- **READING TEXT**:
================
Despite these setbacks, work continues. In 2021, Ward 64 Councillor Aimee Kuhl dedicated her entire ward budget to ZENR. Among other items, this enabled the ZENR management to produce the much-needed new signage for the entire Zandvlei Estuary reserve, including Park Island. The FoPI had been waiting 15 years for this.

In addition, Park Island scored a contribution towards constructing the very necessary west shore boardwalk, which is still to be completed; and enclosing the designated free dog running area, which is ZENR’s solution to maintaining boundaries between the island’s indigenous wildlife and domestic animals.

Looking ahead, FoPI’s workload is only going to increase. As the CoCT’s resources become increasingly limited, the group has inherited many more commitments involving ongoing maintenance and project development These include employing its own labour with its own equipment/resources.

The steps between concept and completion are complex and FoPI must keep fundraising to complete its work. But as Cherry adds: “We will make it happen. Maybe not within the predicted timeframes, but we know we can count on your support, encouragement, comments and advice. Thanking you.”

How much is Park Island worth to you?

FoPI is appealing to you to contribute towards Park Island’s maintenance. Any contribution you make qualifies you to become a Friends of Park Island Insider. As such, you will receive a beautifully produced and written seasonal electronic newsletter, with updates on FoPI’s current activities and regular features on the plants and animals that inhabit the island.

You can make your donations using the following bank details:

Account name The Friends of Park Island
Bank Capitec
Branch code 470 010
Account number 1467 475 988
Reference Your name

Meanwhile, you can also find regular updates on the Friends of Park Island Facebook pages.

What exactly does FoPI do?

Different seasons involve different activities, but all year round the FoPI is undertakes the following tasks:

  • Designing and enhancing specific areas, such as the labyrinth, bird garden and entrance garden by adding appropriate plants each year
  • Maintaining the island’s variable garden/tree areas
  • Planting out new areas, introducing new species
  • Pruning, trimming dead wood and weed
  • Hand-watering vulnerable plants until they are established
  • Eradicating alien vegetation
  • Maintaining pathways by strimming and cutting back encroaching vegetation while covering pathways with protective vegetative material to deter mole activity and retain a stable walking surface. Chipping is the group’s preferred surface, but it is expensive and difficult to obtain.
  • Buying and maintaining necessary equipment, including protective clothing and food/drink for the maintenance team
  • Maintaining built infrastructure such as the storeroom, benches, boardwalks, pedestrian bridges, bird hide etc., with occasional assistance from ZENR
  • Maintaining the noticeboard and Facebook page, creating and managing seasonal content
  • Picking up litter by hand and bagging it before asking ZENR to remove the bags
  • Additional litter clearing, including organising an annual community clean-up event.
================
- **GIVEN INFORMATION**:
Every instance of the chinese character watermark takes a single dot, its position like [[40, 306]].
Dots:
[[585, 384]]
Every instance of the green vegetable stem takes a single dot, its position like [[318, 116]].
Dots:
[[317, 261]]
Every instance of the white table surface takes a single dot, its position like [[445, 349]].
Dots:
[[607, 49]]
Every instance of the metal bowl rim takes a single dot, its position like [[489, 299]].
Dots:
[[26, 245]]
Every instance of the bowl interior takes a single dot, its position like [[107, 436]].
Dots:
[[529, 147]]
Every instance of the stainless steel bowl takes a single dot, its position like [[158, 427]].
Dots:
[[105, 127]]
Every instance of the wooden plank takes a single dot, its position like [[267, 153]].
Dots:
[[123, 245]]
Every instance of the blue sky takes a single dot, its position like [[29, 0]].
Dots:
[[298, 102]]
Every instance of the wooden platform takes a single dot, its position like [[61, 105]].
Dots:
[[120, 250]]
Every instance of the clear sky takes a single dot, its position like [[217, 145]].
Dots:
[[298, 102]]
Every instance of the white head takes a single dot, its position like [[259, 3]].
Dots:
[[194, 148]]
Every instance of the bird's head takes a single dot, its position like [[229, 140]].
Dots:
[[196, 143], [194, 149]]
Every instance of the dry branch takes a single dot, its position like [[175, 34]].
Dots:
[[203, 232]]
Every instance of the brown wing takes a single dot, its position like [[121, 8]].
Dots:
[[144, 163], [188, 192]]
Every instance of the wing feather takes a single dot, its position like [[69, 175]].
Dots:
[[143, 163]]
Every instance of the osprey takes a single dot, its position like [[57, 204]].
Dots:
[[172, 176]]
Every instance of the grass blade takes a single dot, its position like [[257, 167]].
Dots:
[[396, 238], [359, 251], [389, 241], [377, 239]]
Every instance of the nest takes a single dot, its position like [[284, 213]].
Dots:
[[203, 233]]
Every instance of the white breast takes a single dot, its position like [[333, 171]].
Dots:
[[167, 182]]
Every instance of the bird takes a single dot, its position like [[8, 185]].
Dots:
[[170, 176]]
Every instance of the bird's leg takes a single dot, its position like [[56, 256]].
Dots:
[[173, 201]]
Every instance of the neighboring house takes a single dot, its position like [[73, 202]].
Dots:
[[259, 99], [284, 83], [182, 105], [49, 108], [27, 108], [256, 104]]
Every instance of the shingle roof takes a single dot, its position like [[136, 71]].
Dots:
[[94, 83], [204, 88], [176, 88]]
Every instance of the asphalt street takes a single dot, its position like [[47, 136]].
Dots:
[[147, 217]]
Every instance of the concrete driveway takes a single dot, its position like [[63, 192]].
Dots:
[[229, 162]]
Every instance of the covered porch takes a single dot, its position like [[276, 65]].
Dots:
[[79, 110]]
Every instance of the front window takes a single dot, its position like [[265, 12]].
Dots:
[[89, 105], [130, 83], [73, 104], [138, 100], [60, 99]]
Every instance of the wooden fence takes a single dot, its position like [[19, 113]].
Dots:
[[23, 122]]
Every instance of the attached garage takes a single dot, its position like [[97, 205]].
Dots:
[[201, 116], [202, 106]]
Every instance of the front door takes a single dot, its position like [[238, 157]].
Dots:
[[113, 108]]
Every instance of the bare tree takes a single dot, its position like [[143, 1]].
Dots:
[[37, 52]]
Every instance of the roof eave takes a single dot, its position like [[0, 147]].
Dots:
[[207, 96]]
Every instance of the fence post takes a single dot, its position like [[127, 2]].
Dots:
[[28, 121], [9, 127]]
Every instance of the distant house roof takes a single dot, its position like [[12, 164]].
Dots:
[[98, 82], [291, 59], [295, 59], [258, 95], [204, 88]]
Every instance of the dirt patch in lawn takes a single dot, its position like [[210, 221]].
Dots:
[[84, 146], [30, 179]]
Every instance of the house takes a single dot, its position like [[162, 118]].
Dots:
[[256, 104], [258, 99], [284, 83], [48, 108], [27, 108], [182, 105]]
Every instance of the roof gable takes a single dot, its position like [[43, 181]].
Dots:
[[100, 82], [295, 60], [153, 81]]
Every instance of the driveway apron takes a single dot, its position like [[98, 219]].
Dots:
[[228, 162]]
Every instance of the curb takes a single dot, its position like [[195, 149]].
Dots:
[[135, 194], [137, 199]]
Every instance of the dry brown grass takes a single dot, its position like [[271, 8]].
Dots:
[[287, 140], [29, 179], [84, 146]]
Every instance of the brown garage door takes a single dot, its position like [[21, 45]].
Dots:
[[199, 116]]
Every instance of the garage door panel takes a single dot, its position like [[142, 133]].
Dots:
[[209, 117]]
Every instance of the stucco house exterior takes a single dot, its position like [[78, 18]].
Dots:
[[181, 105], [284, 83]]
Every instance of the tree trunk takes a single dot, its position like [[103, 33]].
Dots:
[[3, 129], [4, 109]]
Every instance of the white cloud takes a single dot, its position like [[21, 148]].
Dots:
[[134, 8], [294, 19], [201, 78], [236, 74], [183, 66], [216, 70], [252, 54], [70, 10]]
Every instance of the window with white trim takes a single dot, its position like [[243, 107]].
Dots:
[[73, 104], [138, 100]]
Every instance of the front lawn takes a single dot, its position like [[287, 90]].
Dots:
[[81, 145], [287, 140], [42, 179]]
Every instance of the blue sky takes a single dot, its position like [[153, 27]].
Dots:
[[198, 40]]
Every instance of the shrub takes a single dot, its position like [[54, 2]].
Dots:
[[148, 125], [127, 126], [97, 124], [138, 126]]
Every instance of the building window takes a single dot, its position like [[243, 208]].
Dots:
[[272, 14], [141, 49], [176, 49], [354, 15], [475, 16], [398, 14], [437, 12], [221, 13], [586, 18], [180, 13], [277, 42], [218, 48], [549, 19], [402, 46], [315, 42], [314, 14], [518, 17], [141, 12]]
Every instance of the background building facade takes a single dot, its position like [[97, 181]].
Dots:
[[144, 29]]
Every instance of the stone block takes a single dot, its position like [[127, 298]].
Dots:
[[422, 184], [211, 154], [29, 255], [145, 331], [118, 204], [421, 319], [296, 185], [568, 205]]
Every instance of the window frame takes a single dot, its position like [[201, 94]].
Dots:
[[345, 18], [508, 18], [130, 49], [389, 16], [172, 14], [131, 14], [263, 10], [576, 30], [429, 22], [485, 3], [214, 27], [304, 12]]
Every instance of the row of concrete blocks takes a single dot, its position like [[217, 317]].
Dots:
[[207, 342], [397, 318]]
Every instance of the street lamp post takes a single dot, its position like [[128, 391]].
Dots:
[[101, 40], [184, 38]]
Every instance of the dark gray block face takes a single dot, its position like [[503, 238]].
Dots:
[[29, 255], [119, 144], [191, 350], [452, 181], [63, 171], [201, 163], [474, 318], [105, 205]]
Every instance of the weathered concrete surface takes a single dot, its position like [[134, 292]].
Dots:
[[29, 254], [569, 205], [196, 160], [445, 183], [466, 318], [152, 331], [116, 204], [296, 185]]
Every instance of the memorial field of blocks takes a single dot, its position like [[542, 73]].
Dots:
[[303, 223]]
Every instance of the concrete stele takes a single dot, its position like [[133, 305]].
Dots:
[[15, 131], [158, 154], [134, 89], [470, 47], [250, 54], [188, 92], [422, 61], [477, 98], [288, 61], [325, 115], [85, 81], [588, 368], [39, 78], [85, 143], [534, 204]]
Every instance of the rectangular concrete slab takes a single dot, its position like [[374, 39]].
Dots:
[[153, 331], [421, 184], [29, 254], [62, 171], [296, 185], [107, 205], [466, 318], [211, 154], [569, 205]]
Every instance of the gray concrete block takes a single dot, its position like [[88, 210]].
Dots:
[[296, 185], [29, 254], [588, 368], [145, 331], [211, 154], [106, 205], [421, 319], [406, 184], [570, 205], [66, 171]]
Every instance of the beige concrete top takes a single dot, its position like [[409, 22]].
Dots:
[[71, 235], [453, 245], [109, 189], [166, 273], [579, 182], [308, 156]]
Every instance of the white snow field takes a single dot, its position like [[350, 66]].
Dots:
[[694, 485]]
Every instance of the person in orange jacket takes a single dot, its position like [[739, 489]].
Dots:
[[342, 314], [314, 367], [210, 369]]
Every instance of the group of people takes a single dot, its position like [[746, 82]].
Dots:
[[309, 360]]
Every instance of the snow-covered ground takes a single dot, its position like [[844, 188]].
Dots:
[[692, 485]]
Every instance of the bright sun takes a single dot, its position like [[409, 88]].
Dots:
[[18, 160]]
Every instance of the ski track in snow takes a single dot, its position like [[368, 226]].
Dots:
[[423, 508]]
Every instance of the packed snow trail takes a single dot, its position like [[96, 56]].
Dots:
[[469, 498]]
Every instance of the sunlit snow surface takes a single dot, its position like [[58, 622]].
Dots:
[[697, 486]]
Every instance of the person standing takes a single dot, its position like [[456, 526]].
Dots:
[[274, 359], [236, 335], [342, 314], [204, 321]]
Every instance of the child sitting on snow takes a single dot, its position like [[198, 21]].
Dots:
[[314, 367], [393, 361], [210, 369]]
================
- **PROBLEMS TO SOLVE**:
1: According to the Park Island text, how long had the FoPI been waiting for new signage?
2: Quote the stretch of the Park Island text from "How much is" through "inhabit the island.".

- **THE RESPONSES**:
1: 15 years.

2:
How much is Park Island worth to you?

FoPI is appealing to you to contribute towards Park Island’s maintenance. Any contribution you make qualifies you to become a Friends of Park Island Insider. As such, you will receive a beautifully produced and written seasonal electronic newsletter, with updates on FoPI’s current activities and regular features on the plants and animals that inhabit the island.